■ Exercise requirements
Quote the entries that follow exactly, leaving none out.

■ Natural language region descriptions
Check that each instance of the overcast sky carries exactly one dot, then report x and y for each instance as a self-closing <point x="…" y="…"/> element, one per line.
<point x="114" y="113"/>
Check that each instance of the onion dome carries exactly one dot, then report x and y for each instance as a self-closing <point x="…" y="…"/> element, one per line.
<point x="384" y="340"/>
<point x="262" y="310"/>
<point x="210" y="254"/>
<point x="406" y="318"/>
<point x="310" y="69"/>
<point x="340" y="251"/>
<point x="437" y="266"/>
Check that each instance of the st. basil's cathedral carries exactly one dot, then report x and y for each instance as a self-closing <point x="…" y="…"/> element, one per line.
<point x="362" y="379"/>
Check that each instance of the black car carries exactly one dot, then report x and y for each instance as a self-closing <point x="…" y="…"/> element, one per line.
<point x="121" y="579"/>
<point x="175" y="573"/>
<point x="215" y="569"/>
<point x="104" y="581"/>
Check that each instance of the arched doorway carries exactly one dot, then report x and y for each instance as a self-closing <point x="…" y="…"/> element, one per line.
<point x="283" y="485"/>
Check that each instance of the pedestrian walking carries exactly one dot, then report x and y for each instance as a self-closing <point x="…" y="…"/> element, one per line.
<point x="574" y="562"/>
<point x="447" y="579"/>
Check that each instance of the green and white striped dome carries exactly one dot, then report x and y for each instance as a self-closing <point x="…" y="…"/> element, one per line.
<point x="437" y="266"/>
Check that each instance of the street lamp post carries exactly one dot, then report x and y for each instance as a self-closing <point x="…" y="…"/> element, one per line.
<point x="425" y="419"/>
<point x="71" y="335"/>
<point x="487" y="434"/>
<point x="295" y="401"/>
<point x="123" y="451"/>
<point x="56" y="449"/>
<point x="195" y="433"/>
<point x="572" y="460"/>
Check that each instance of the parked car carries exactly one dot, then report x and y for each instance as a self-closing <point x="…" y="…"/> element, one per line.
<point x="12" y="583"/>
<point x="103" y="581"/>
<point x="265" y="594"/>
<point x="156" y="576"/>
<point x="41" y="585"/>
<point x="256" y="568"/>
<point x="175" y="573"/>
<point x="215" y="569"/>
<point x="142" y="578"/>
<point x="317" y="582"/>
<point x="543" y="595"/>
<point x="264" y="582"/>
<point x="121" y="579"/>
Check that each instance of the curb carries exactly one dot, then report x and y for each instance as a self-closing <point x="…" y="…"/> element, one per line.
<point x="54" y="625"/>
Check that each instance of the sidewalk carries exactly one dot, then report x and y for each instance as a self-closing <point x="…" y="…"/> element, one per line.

■ Response area
Check that each instance of the overcast sky carries exactly one dot, then report x and y for each instance as a self-closing <point x="…" y="…"/> element, one per line.
<point x="114" y="113"/>
Check that each instance of the onion dome carries exactly one dot, then report x and y for each instance as a self-closing <point x="…" y="…"/> element, one per line.
<point x="384" y="340"/>
<point x="262" y="310"/>
<point x="210" y="254"/>
<point x="406" y="318"/>
<point x="310" y="69"/>
<point x="340" y="251"/>
<point x="437" y="266"/>
Check that each instance of the st. basil's cathedral carries exactly one dot, then report x and y for each instance as a self-closing <point x="…" y="…"/> element, one per line.
<point x="362" y="379"/>
Check that each instance of the black car carries exactly one dot, then report x and y for each instance as a self-closing <point x="…" y="…"/> element, one per line.
<point x="121" y="579"/>
<point x="175" y="573"/>
<point x="215" y="569"/>
<point x="104" y="581"/>
Check that each instance of the arched doorway carries exactly one dot, then report x and y for each instance as a self-closing <point x="…" y="…"/> element, one per line.
<point x="283" y="485"/>
Check that each instance of the pedestrian walking carries exactly one dot, then report x and y for each instance as a self-closing <point x="…" y="…"/> element, one per line.
<point x="574" y="562"/>
<point x="447" y="579"/>
Check that each instance of the green and white striped dome carries exactly one dot, then report x and y for each instance as a self-closing <point x="…" y="…"/> element, one per line.
<point x="437" y="266"/>
Check that each instance of the street lamp post carries exactly one dot, then report x and y for each instance as a self-closing <point x="…" y="…"/> element, one per line.
<point x="425" y="419"/>
<point x="71" y="335"/>
<point x="487" y="434"/>
<point x="295" y="401"/>
<point x="123" y="451"/>
<point x="56" y="449"/>
<point x="195" y="433"/>
<point x="572" y="460"/>
Check that each instance of the parked car carries exactly one dot, then report x and y for each instance as a self-closing <point x="…" y="…"/> element, one per line.
<point x="12" y="583"/>
<point x="103" y="581"/>
<point x="265" y="594"/>
<point x="156" y="576"/>
<point x="41" y="585"/>
<point x="256" y="568"/>
<point x="175" y="573"/>
<point x="215" y="569"/>
<point x="142" y="578"/>
<point x="317" y="582"/>
<point x="543" y="595"/>
<point x="264" y="582"/>
<point x="121" y="579"/>
Check that each instance of the curb carries exactly one dot, then report x and y for each instance as a self-closing <point x="…" y="…"/> element, one per line.
<point x="54" y="625"/>
Check that each instance of the sidewalk carries exactly one dot, then report x and y for each instance as a self-closing <point x="…" y="…"/> element, one per line.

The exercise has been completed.